+++ DOCUMENT +++
You need to get out of this marriage. That means divorce him as quickly as you can, before he kills you. Don't be so materialistic about the house, cars, and jewelry. These things won't do you any good when you are six feet under. The violence is escalating in your relationship.


----------



## GusPolinski (Jan 21, 2014)

kbutterfly8 said:


> He is a child and he says things to get a rise out of me. He constantly yells at me and refers to me a ***** to get a rise. If he wanted out, he would stop calling my parents and siblings to plan my birthday this weekend and pretending like things are normal with them and he would have filed a separation.
> 
> He just wants control and when he can't get it he gets mad and swears and hits. *I was talking to my parents and they even said he'll be over a few day to take me home.* We leave two week trip to South America next Friday. I don't know what the hell to do.


I can't imagine a father and mother actually allowing their daughter to go back to such a dangerously unhealthy relationship.

I mean... *SERIOUSLY*...?!?


----------



## kbutterfly8 (Oct 8, 2014)

You're right. I know I deserve better than being put through this 

He kept telling me I'm wrong. If I never got "this mad" I wouldn't have got hit. His favourite line to me is "treat a b*tch like a b*itch" . He kept saying is him throwing up in the sink so bad that you had to get crazy? Well yeah it is considering this is the sixth time I had to unclog it. And he always calls me crazy when I get upset. Tells my parents I'm crazy. Tells my cousins. Just to get people on his side. Ugh


----------



## kbutterfly8 (Oct 8, 2014)

GusPolinski said:


> kbutterfly8 said:
> 
> 
> > He is a child and he says things to get a rise out of me. He constantly yells at me and refers to me a ***** to get a rise. If he wanted out, he would stop calling my parents and siblings to plan my birthday this weekend and pretending like things are normal with them and he would have filed a separation.
> ...


My parents aren't telling me to go back. All they said to me was that it was your decision to marry him and it has to be yours only to leave him and they'll support me either way and their door is always open. I put a stop to this birthday thing as soon as they told me.
+++
> WHAT YOU NEED TO DO:
(1) Answer these questions about the forum thread:
(a) According to the first post, when will the house, cars, and jewelry do no good?
(b) Which time is it that kbutterfly8 has had to unclog the sink?
(c) What do kbutterfly8's parents say about their door?
(2) Carry on the forum thread about the violent marriage, starting after its last post.
+++ MATERIAL SUPPLIED +++
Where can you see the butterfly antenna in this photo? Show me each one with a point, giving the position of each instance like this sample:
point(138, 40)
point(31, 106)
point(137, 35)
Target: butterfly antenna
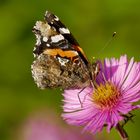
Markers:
point(107, 43)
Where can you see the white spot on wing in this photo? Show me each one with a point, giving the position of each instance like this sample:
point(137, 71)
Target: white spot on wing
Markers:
point(45, 39)
point(57, 38)
point(64, 31)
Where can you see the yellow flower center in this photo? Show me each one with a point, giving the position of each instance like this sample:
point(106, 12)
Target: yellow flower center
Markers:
point(106, 95)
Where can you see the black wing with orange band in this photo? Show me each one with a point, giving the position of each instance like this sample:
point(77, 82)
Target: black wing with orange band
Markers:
point(54, 22)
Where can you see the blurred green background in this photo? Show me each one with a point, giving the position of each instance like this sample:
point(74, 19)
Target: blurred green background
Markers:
+++
> EXPECTED ANSWERS:
(1)
(a) When you are six feet under.
(b) The sixth time.
(c) Their door is always open.

(2)
----------



## PBear (Nov 16, 2010)

You often don't need to wait a year when abuse has occurred. 

C
_Posted via Mobile Device_


----------



## kbutterfly8 (Oct 8, 2014)

I was reading about proving abuse in divorce today and that it is hard to prove. I took pictures of my bruises from Saturday and emailed them to myself but not sure how they will hold up. Not the most clear pictures.


----------



## FormerSelf (Apr 21, 2013)

kbutterfly8, I am so sorry this happened, but I think others will agree with me that if you _do_ go back, nothing will change, and a sociopath like this will only "reward" you for taking off and embarrassing him.

Just know that this isn't you being a failure..as your H has seemed to probably tell that you over and over. This is a result of H having some serious issues...and does not deserve to have you as a wife...in fact, the man shouldn't be in a relationship PERIOD.

Get away and don't get sucked into his manipulation. And if anyone you know chooses to side with him and talks trash, this is what you do: CUT THEM OUT OF YOUR LIFE. That's it. We want a no-drama solution here, move out, move on. Of course, DOCUMENT everything...the sooner the better so you can get a restraining order...and then when he breaks the order, he can be arrested. Look up your local stalking laws too if it comes to that. Just be prepared for all contingencies if this is a guy who doesn't like to lose. He thinks you aren't going to follow-through, so just be careful and vigilant for when he realizes that you mean it.


----------



## EleGirl (Dec 3, 2011)

kbutterfly8 said:


> I was reading about proving abuse in divorce today and that it is hard to prove. I took pictures of my bruises from Saturday and emailed them to myself but not sure how they will hold up. Not the most clear pictures.


Do you still have bruises? Do you have pain from the beating? If you do, go to a doctor. That's how you correctly record abuse. Get your mother, or someone, to take the pictures.

The other way to get it recorded is to call the police and report his beating you up. You could still call the police and file a report.

Building a record with doctors and the police are the best way possible to prove abuses.

If it turns out that you have to be separated for a year, then that's what you do. Talk to an attorney and find out how to protect yourself from him for a year. 

Get your stuff out of the house. Get all of the legal and financial paperwork. You can take copies of them and then return it to him if you wish. 

And go no contact with him.


If you go back to him, you will most likely end up dead. Statistically, when a woman leaves an abusive husband and then goes back .. this is the time when he kills her. Don't go back. It will only get worse.


----------



## AVR1962 (May 30, 2012)

Why are you afraid to leave and why do you feel this would hurt your parents? Do your parents realize that your husband is physically abusing you? No parent should encourage a person to stay in a physically abusive relationship. How old are you? Your husband? If your parents cannot support your decision to leave please do not let that stop you. Relationships like this do not get better, they only get worse.

I was living with and engaged to a man who was just what I needed and so sweet and helpful while we were dating. He helped me so much....I was recently divorced raising two kids by myself without child support. I really needed the help and he seemed to adore my daughters.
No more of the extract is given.